EXERCISE DETAILS
Skip all pictures, then print the remaining material exactly.

MATERIAL FOR THE TASK
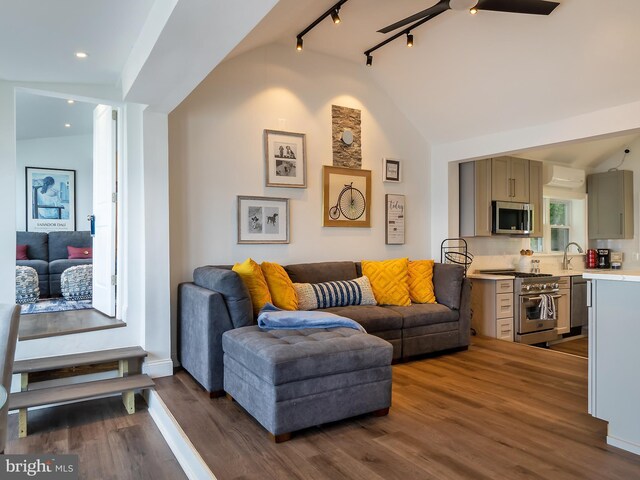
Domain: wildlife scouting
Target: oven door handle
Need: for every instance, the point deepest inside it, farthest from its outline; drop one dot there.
(531, 299)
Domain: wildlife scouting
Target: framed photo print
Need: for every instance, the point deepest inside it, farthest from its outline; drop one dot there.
(394, 219)
(390, 170)
(346, 197)
(263, 220)
(286, 159)
(51, 199)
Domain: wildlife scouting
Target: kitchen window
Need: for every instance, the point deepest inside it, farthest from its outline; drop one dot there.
(559, 223)
(564, 221)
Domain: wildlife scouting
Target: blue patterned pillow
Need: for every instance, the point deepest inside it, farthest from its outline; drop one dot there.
(334, 294)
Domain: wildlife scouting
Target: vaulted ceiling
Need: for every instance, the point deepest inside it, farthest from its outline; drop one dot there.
(466, 75)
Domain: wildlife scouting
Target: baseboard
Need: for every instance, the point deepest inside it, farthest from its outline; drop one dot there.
(188, 457)
(623, 444)
(158, 368)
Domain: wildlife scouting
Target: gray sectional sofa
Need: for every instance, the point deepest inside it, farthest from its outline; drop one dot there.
(48, 255)
(217, 301)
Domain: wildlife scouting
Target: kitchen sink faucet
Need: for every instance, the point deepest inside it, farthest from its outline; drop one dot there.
(566, 261)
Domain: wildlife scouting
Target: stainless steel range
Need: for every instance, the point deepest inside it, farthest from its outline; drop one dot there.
(529, 327)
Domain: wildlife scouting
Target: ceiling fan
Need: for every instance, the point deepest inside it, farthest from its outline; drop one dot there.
(533, 7)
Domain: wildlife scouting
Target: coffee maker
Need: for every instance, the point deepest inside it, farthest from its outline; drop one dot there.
(604, 258)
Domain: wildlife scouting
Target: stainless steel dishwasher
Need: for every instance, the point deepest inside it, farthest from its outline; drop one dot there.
(579, 313)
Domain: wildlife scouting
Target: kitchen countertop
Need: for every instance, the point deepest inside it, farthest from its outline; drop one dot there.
(619, 275)
(488, 276)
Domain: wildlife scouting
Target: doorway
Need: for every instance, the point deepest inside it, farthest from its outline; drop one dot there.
(66, 168)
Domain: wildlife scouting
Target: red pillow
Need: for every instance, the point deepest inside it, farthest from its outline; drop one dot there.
(75, 253)
(21, 252)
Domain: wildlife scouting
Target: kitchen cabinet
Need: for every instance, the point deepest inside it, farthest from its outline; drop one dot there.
(614, 376)
(492, 307)
(563, 306)
(475, 198)
(510, 179)
(535, 197)
(610, 205)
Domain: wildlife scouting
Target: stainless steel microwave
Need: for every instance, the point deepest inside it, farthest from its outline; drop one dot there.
(512, 218)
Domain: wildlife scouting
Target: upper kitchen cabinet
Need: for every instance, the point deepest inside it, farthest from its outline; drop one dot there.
(510, 179)
(610, 204)
(475, 198)
(535, 197)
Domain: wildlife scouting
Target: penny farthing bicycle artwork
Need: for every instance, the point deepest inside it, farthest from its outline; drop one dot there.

CORRECT RESPONSE
Domain: wildlife scouting
Target: oven door handle
Need: for every instance, the point deepest inside it, farthest from its outline; drop one dot there.
(531, 299)
Domain: wildlife scouting
Target: framed photo print
Need: for every instance, the point deepest inside it, farthest from its outline; drop one dot there.
(394, 219)
(390, 170)
(346, 197)
(263, 220)
(286, 159)
(51, 199)
Domain: wildlife scouting
Target: kitchen window
Need: for every instance, the point deepest inside it, farthest from its outline; drop one dot there.
(559, 223)
(564, 221)
Domain: wildlife scouting
Target: blue patterned pillow
Need: for every instance, the point deepest inside it, farthest from its outline; drop one dot there.
(334, 294)
Domain: wildlife scouting
Target: vaulted ceiling
Need: for every instance, the point deepest inside it, farthest from its outline; drop one dot there.
(466, 75)
Domain: wildlife scouting
Target: baseboard
Need: for every instance, the point deepest inside it, farthest from its outline; drop one dot there.
(188, 457)
(623, 444)
(158, 368)
Domain: wildlife scouting
Target: gray sectional sofa
Need: for every instance, the point deepest inside it, farthest from its outline; drop one dot there.
(48, 255)
(217, 301)
Domain: wildlife scouting
Target: kitchen sink faucet
Need: for every instance, the point deepest inside it, farthest from its outline; drop one dot there.
(566, 261)
Domain: wildlife scouting
Target: stainless steel range
Need: for every instance, the point deepest inside it, farthest from its outline; drop one dot there.
(529, 327)
Domain: wildlife scouting
Target: ceiling fan
Need: for every instance, the point deepest inside it, farthest from its outline; drop one dot there.
(533, 7)
Domain: wildlife scouting
Target: coffee maker
Need: for every instance, the point deepest inside it, farthest from its outline; drop one dot there.
(604, 258)
Domain: wildlife scouting
Target: stainless steel dishwasher
Need: for every instance, the point deepest inside it, farthest from its outline; drop one dot there.
(579, 313)
Domain: wildlife scouting
Target: kitchen countertop
Need: for every instance, the point deepest inside it, farthest from its outline; drop one dot there.
(619, 275)
(488, 276)
Domain: wildlife scouting
Target: doorway
Need: for every instance, the point deepest inside it, farthest from its outline; drop one dot there.
(66, 168)
Domain: wildlife scouting
Target: red pillow
Need: for every instance, the point deepest inside it, farthest from its outline; drop one dot there.
(75, 253)
(21, 252)
Domain: wildlife scouting
Target: kitchen cabinet
Need: for every instance, the point deepest inside it, farthest from its outline; drop one dot there.
(614, 376)
(492, 307)
(563, 306)
(475, 198)
(510, 179)
(535, 197)
(610, 205)
Domain: wildlife scouting
Target: stainless steel microwave
Need: for every instance, the point deepest inside it, farthest from its outline; drop one dot there.
(512, 218)
Domain: wildlife scouting
Target: upper kitchen cabinet
Need: for every instance, the point deepest inside it, farthest from its outline; drop one dot there.
(510, 179)
(610, 204)
(475, 198)
(535, 197)
Domain: wildlife scouting
Target: penny farthing bicycle artwork
Need: for every instance, the point deepest inside it, farthest from its outline; drop one dot there.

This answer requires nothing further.